» Input material

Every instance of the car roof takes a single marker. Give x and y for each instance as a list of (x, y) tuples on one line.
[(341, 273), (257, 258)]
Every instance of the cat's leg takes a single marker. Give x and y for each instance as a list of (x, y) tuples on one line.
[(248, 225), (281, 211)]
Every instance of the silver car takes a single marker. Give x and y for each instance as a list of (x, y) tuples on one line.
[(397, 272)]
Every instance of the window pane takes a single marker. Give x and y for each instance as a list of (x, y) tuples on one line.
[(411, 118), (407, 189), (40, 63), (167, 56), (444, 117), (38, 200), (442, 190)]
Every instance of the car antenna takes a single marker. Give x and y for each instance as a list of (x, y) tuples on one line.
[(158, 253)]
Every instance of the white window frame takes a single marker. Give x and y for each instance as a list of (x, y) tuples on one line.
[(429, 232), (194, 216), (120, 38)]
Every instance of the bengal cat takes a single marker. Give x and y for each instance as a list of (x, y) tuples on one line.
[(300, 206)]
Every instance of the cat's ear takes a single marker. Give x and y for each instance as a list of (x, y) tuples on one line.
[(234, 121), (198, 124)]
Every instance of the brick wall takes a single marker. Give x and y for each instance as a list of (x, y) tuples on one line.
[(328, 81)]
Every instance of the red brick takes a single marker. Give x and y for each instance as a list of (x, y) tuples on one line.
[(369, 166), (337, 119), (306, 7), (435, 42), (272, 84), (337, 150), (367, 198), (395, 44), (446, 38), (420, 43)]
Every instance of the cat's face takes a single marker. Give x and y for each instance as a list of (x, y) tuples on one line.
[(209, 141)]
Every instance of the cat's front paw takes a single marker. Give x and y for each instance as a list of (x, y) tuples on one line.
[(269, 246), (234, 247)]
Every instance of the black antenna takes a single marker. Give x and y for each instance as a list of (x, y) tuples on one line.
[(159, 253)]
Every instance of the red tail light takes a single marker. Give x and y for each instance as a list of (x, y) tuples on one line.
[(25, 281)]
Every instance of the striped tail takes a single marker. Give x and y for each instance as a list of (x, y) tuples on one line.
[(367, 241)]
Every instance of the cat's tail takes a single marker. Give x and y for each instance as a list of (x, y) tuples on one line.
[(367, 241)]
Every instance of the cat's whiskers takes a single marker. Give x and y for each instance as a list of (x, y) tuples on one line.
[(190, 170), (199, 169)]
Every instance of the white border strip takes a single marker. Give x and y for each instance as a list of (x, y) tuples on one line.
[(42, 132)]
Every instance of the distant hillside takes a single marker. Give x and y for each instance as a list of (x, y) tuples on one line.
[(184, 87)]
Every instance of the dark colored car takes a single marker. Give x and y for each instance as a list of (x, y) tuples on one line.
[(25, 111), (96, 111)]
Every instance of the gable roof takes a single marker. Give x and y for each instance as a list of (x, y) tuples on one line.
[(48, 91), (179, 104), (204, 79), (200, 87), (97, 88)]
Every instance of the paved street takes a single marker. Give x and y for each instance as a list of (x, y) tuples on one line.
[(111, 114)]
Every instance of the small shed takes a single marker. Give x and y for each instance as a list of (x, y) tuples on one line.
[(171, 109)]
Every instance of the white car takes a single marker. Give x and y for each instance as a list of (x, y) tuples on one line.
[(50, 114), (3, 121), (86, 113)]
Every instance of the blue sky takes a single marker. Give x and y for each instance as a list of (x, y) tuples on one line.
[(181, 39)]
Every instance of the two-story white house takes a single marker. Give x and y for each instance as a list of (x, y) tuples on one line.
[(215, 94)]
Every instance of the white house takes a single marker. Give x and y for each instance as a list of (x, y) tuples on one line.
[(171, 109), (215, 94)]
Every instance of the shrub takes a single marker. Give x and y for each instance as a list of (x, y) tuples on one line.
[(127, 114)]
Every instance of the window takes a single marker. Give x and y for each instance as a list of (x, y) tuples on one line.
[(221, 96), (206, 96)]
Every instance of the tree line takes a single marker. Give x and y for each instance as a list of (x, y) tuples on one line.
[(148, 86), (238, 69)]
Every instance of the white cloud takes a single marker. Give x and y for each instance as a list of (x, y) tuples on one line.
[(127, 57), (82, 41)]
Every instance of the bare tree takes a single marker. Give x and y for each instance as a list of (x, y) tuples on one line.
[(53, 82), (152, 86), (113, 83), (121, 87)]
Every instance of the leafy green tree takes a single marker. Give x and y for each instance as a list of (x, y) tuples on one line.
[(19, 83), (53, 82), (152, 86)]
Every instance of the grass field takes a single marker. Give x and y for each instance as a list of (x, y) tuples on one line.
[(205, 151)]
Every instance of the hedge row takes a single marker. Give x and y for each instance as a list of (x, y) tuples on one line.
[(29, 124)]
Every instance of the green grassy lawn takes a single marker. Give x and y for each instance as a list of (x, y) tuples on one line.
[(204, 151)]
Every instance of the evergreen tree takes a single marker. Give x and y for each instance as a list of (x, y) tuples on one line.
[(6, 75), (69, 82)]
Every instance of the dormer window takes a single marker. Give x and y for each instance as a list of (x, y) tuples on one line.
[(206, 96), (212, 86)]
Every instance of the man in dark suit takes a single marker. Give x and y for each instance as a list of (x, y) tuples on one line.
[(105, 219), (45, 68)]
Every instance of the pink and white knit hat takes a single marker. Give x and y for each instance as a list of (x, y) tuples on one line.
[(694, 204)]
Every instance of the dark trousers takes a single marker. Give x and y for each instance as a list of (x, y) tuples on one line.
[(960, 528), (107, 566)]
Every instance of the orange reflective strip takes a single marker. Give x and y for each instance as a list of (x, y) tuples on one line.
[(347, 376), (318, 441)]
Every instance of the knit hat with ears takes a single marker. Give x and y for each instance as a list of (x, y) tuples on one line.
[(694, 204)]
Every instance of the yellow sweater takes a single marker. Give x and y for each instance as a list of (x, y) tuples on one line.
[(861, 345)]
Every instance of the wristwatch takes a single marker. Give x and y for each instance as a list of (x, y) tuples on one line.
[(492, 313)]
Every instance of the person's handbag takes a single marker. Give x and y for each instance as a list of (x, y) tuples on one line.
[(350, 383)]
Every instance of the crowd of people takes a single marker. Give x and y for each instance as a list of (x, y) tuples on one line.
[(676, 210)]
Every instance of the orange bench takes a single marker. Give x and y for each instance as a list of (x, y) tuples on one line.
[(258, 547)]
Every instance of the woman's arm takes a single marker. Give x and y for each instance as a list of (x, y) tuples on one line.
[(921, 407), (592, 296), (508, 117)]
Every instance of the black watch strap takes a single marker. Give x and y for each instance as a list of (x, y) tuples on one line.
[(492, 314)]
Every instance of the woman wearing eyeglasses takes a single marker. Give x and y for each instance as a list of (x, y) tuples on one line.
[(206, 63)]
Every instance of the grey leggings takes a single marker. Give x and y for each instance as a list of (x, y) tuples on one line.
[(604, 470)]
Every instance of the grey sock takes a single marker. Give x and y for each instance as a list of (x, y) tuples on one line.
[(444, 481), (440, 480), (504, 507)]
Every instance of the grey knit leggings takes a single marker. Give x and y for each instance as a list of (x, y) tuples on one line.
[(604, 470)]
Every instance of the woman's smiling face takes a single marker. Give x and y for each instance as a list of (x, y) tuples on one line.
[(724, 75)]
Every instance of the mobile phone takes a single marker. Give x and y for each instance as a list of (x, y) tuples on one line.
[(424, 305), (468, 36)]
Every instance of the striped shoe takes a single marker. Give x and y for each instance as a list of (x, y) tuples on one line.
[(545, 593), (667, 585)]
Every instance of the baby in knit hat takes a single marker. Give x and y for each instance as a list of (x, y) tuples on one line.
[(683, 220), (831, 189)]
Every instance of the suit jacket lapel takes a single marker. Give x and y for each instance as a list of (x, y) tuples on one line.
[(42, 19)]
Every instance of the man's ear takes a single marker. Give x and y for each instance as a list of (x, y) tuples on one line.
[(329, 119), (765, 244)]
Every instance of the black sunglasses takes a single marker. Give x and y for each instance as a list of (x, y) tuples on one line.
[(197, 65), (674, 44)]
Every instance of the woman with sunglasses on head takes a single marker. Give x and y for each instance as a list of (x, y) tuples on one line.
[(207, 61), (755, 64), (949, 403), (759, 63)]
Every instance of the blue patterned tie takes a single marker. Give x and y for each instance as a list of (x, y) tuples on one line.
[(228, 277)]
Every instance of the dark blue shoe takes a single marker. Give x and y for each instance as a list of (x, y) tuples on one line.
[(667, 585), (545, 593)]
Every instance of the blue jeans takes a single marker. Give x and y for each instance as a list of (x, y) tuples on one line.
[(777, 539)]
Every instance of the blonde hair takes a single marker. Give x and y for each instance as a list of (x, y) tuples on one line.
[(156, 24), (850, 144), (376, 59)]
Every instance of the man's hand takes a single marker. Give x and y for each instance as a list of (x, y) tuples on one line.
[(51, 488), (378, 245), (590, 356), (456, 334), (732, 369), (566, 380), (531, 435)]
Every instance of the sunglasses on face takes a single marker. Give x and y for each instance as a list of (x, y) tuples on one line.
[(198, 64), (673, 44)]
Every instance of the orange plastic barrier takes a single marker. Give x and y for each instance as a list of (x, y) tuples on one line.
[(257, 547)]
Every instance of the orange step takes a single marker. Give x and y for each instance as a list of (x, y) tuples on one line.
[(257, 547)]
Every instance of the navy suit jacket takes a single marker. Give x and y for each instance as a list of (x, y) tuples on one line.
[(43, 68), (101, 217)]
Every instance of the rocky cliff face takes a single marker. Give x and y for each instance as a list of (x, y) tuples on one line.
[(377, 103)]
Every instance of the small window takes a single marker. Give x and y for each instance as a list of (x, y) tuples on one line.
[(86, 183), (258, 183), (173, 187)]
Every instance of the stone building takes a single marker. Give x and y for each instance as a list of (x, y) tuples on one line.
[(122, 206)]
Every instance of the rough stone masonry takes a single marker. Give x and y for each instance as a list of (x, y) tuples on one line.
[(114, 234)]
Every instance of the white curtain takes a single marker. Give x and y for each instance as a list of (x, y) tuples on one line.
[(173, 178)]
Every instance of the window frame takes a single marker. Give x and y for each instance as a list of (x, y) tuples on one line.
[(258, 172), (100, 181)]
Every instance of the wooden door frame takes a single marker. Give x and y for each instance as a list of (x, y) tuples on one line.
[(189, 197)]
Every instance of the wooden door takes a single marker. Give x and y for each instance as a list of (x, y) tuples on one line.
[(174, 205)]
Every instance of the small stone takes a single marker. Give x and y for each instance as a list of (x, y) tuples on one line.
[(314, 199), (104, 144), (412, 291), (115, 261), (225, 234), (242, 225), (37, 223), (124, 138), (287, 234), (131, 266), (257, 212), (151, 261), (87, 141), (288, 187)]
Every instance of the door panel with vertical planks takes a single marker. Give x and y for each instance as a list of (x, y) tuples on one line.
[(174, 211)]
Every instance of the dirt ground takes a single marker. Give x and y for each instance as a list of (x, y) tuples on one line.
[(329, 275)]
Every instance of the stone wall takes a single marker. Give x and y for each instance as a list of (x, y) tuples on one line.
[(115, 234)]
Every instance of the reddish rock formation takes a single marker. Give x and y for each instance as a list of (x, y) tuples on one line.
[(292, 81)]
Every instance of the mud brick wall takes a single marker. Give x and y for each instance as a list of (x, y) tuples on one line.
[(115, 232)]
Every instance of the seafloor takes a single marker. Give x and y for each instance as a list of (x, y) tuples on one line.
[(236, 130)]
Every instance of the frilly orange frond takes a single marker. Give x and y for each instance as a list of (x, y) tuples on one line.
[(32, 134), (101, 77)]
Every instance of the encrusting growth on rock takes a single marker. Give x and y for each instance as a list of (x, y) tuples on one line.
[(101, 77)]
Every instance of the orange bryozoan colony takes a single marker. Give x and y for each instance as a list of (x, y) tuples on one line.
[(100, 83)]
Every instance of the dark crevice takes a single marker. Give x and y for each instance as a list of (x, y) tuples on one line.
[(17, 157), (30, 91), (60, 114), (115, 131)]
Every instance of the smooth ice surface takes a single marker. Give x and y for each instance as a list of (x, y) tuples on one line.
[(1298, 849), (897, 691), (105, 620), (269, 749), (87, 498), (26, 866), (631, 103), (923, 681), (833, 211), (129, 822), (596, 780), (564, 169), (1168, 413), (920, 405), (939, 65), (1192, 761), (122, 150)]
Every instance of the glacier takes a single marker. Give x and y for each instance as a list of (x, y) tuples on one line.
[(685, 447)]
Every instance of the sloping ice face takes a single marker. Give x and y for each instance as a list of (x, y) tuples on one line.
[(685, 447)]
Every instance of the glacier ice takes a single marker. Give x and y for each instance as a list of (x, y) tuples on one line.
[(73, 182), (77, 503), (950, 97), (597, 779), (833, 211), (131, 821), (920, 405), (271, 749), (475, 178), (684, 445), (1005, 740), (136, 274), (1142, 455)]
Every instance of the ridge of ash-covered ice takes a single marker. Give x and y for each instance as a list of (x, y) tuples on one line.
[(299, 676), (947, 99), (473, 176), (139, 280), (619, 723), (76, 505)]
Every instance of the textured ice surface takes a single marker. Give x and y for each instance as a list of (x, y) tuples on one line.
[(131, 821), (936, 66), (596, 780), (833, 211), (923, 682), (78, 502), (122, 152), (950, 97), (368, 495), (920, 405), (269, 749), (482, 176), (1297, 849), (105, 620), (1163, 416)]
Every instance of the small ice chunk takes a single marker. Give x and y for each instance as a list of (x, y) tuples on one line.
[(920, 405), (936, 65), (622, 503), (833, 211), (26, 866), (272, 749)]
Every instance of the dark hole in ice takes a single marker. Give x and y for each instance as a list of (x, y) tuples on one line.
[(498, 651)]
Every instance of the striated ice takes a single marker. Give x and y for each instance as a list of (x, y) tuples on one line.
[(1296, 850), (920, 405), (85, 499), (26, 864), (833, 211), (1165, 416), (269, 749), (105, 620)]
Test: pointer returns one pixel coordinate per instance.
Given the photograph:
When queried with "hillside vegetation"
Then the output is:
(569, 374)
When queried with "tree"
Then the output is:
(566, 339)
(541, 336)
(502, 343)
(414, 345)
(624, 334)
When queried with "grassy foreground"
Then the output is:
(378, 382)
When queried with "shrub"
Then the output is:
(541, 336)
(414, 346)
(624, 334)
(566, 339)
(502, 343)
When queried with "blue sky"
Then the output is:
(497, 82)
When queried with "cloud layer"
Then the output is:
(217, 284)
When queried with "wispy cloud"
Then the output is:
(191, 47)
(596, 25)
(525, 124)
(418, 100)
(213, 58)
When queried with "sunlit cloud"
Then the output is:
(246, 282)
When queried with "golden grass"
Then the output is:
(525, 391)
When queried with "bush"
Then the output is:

» Exercise prompt
Copy from the entries only those lines that hold the word "queried".

» Written solution
When queried with "hillside vegetation"
When queried with "tree"
When queried with "grassy foreground"
When queried with "shrub"
When queried with "blue sky"
When queried with "cloud layer"
When queried with "wispy cloud"
When queried with "sunlit cloud"
When queried with "golden grass"
When queried with "bush"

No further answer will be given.